Image-grounded pointing data
┏━━

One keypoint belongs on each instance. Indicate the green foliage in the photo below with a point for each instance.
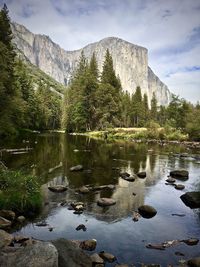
(19, 192)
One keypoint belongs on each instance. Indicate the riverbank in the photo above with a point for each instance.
(147, 135)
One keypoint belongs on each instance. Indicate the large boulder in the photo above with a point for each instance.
(76, 168)
(7, 214)
(191, 199)
(195, 262)
(5, 239)
(70, 255)
(58, 188)
(104, 202)
(180, 174)
(147, 211)
(4, 223)
(36, 254)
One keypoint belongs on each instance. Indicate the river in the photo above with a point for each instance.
(50, 159)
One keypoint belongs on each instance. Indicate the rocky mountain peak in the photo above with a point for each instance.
(130, 61)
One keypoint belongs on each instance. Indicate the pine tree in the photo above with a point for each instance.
(153, 111)
(137, 108)
(9, 96)
(108, 74)
(93, 67)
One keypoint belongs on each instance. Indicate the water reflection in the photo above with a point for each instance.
(54, 154)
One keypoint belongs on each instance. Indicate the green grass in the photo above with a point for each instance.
(19, 192)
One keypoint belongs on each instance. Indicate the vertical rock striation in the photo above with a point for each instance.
(130, 61)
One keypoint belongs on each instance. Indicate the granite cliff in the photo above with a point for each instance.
(130, 61)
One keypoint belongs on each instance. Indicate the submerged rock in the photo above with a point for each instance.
(83, 190)
(88, 244)
(191, 199)
(104, 202)
(5, 239)
(179, 186)
(21, 219)
(96, 259)
(36, 254)
(81, 227)
(147, 211)
(191, 241)
(70, 254)
(4, 222)
(195, 262)
(142, 174)
(7, 214)
(180, 174)
(76, 168)
(107, 256)
(170, 180)
(58, 188)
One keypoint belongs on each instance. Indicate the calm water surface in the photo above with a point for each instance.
(112, 227)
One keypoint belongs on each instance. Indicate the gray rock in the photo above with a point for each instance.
(5, 239)
(104, 202)
(7, 214)
(107, 256)
(36, 254)
(96, 259)
(179, 186)
(58, 188)
(191, 241)
(129, 61)
(171, 180)
(70, 255)
(195, 262)
(191, 199)
(88, 244)
(4, 223)
(141, 174)
(76, 168)
(147, 211)
(180, 174)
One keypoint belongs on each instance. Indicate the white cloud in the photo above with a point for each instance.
(166, 28)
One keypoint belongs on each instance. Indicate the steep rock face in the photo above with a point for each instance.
(130, 61)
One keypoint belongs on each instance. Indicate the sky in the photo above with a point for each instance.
(169, 29)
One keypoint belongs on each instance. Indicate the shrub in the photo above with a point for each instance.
(19, 192)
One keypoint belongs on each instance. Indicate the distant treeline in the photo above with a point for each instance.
(92, 101)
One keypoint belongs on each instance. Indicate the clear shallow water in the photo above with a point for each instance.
(112, 227)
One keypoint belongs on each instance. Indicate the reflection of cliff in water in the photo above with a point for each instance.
(128, 195)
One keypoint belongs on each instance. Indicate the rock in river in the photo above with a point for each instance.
(179, 186)
(4, 222)
(88, 244)
(195, 262)
(107, 256)
(5, 239)
(83, 190)
(7, 214)
(147, 211)
(36, 254)
(171, 180)
(57, 188)
(180, 174)
(141, 174)
(104, 202)
(96, 259)
(76, 168)
(191, 199)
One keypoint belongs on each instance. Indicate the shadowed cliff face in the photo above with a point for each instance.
(130, 61)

┗━━

REQUIRED WORK: Please reproduce every record exactly, leaving the pictures out.

REPLY:
One keypoint belongs on each instance. Indicate the green foliage in the photo below with a point for each instance.
(19, 192)
One keypoint belongs on each instance. Indicate the riverbank in the photo above with a point for each instance.
(147, 135)
One keypoint belongs on each instance. Indicate the large boulder in the photo above with a point for each instance.
(76, 168)
(7, 214)
(191, 199)
(195, 262)
(5, 239)
(70, 255)
(58, 188)
(104, 202)
(180, 174)
(147, 211)
(4, 223)
(36, 254)
One keypoint belongs on each instance. Indicate the river in the photo above with a point for each instance.
(50, 159)
One keypoint belongs on each instance. Indicate the rocky mountain peak in the photo above with a point for each instance.
(130, 61)
One keypoint belongs on each instance. Indicate the pine tree in the photo above with a point for each instance.
(153, 111)
(137, 108)
(9, 96)
(108, 74)
(93, 67)
One keypoint belongs on each instance. Indicate the water reflection in the photo above with a point for each instance.
(54, 154)
One keypoint belongs on each instance. Indicate the green grass in the photo above with a point for each instance.
(19, 192)
One keypoint belongs on each instance. Indicate the vertical rock striation in the photo above with a point for each instance.
(130, 61)
One keypoint belongs on each instance. Indicate the granite cliff in the photo above with a point for each instance.
(130, 61)
One keypoint belongs on each instance. Indicate the submerged rock in the photo above with a point for each instance.
(83, 190)
(88, 244)
(191, 199)
(104, 202)
(5, 239)
(179, 186)
(21, 219)
(96, 259)
(36, 254)
(81, 227)
(147, 211)
(191, 241)
(70, 254)
(4, 222)
(195, 262)
(142, 174)
(7, 214)
(180, 174)
(76, 168)
(107, 256)
(170, 180)
(58, 188)
One keypoint belongs on each instance. Indicate the calm water surface in the photo above with a point for each instance.
(112, 227)
One keypoint belongs on each instance. Indicate the gray rock in the photo above with a point for each instance.
(5, 239)
(104, 202)
(7, 214)
(107, 256)
(36, 254)
(96, 259)
(179, 186)
(58, 188)
(191, 241)
(129, 61)
(171, 180)
(70, 255)
(195, 262)
(191, 199)
(88, 244)
(4, 223)
(141, 174)
(76, 168)
(147, 211)
(180, 174)
One keypoint belongs on each instance. Indicate the white cloud in the photo above with a point for each instance.
(166, 28)
One keypoint belongs on each instance. Indicate the steep rock face in the photo above with a point for each instance.
(130, 61)
One keypoint belongs on each instance. Indicate the sky in the photo above with a point for each instance.
(169, 29)
One keypoint belongs on each instance. Indicate the shrub in the photo above with a point for each instance.
(19, 192)
One keypoint belongs on each instance. Indicate the distant treeline in the photo above with a point for each instance.
(92, 101)
One keypoint belongs on each instance. Indicate the clear shallow water in the photo above with a point for each instance.
(112, 227)
One keypoint belongs on each instance. Indicate the reflection of cliff in water in the photo above with a point for each instance.
(128, 195)
One keypoint belongs on each instance. Indicate the rock in river in the photo above with a point for each instance.
(179, 186)
(4, 222)
(88, 244)
(195, 262)
(107, 256)
(5, 239)
(83, 190)
(7, 214)
(147, 211)
(36, 254)
(171, 180)
(57, 188)
(180, 174)
(141, 174)
(104, 202)
(96, 259)
(76, 168)
(191, 199)
One keypoint belongs on each instance. Indicate the shadowed cliff face in the photo above with a point for each instance.
(130, 61)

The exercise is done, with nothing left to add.